GESTELLTE AUFGABE 1: Zitiere aus dem Text über die CSU den Abschnitt, der bei den Worten „Der eine oder“ beginnt und nach den Worten „wählten die Christ-Sozialen.“ endet.

Der eine oder andere Wähler dürfte sich allerdings fragen, warum die "christlich-soziale, liberale und konservative Volkspartei aus Bayern, für Bayern, Deutschland und Europa", so heißt es auf der Homepage der Partei, in der Bundespolitik mitmischen darf.

CSU übersprang bislang immer die Fünf-Prozent-Hürde

Die einfache Antwort ist: Sie wird gewählt! Seit der ersten Bundestagswahl nach dem Zweiten Weltkrieg 1949 überschritt die CSU nur mit den Stimmen aus Bayern bundesweit jedes Mal die erforderliche Fünf-Prozent-Hürde und zog so in den Bundestag ein. Auch wenn es 2021 mit 5,17 Prozent erdenklich knapp war. Bei der Bundestagswahl 2025 war der Wiedereinzug hingegen kaum gefährdet. Die CSU bekam deutschlandweit sechs Prozent der Zweitstimmen. Fast drei Millionen Bayern wählten die Christ-Sozialen.

Die komplexere Antwort führt noch weiter zurück – in die direkte Nachkriegszeit, ins Jahr 1945. Wie es auf der Parteihomepage heißt, wurde am 12. September bei einem Treffen im Münchner Rathaus der Name "Bayerische Christlich-Soziale Union" festgelegt. Die Bundeszentrale für politische Bildung (bpb) nennt allerdings den 8. Januar 1946 als offizielles Gründungsdatum.

GESTELLTE AUFGABE 2: Überführe die Zeilen des bereitgestellten Materials in eine Markdown-Tabelle mit den Spalten „Nr“ und „Zeile“. Beginne bei der Zeile mit „Where can you see the house“ und höre nach der letzten Zeile des Materials auf, wobei du Leerzeilen und Bilder weglässt.

BEREITGESTELLTES MATERIAL:
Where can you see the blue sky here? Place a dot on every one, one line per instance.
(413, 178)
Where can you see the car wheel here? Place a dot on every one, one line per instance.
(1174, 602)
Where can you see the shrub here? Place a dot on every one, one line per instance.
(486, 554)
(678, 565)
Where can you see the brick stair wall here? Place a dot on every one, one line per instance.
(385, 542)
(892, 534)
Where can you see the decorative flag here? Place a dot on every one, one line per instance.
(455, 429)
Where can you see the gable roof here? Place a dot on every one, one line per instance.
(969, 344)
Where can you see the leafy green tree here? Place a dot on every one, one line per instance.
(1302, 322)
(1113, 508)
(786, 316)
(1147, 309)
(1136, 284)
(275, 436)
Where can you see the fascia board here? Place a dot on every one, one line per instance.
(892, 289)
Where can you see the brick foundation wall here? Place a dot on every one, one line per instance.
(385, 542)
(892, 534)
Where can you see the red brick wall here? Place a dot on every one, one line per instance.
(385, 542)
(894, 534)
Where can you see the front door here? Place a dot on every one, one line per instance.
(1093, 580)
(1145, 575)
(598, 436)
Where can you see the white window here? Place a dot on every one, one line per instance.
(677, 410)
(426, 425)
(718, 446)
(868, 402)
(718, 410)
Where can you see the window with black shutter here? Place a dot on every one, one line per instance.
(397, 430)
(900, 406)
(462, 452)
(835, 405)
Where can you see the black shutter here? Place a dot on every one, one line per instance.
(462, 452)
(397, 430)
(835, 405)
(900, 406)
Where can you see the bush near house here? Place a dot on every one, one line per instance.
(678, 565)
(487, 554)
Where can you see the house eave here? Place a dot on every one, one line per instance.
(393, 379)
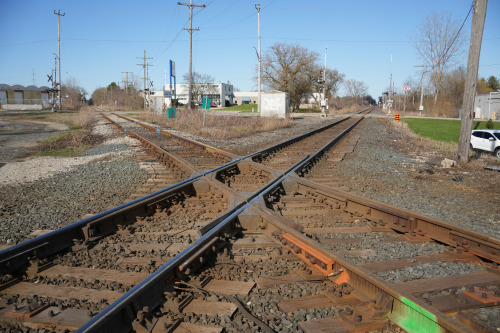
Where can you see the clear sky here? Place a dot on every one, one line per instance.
(101, 39)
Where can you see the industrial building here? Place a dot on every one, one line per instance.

ERGEBNIS DER ÜBUNG 1:
Der eine oder andere Wähler dürfte sich allerdings fragen, warum die "christlich-soziale, liberale und konservative Volkspartei aus Bayern, für Bayern, Deutschland und Europa", so heißt es auf der Homepage der Partei, in der Bundespolitik mitmischen darf.

CSU übersprang bislang immer die Fünf-Prozent-Hürde

Die einfache Antwort ist: Sie wird gewählt! Seit der ersten Bundestagswahl nach dem Zweiten Weltkrieg 1949 überschritt die CSU nur mit den Stimmen aus Bayern bundesweit jedes Mal die erforderliche Fünf-Prozent-Hürde und zog so in den Bundestag ein. Auch wenn es 2021 mit 5,17 Prozent erdenklich knapp war. Bei der Bundestagswahl 2025 war der Wiedereinzug hingegen kaum gefährdet. Die CSU bekam deutschlandweit sechs Prozent der Zweitstimmen. Fast drei Millionen Bayern wählten die Christ-Sozialen.

ERGEBNIS DER ÜBUNG 2:
| Nr | Zeile |
|---|---|
| 1 | Where can you see the house eave here? Place a dot on every one, one line per instance. |
| 2 | (393, 379) |
| 3 | Where can you see the clear sky here? Place a dot on every one, one line per instance. |
| 4 | (101, 39) |
| 5 | Where can you see the industrial building here? Place a dot on every one, one line per instance. |